*Work instructions*
Report each line of the material below that contains the string "instance", matching case exactly.

*Dataset entries*

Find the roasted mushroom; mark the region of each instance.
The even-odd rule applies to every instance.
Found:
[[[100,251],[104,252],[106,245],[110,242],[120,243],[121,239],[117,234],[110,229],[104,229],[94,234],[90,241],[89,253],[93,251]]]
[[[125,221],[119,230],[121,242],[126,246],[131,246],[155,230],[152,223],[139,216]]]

*Complete output*
Find the roasted mushroom; mark the region of each instance.
The even-odd rule applies to every instance.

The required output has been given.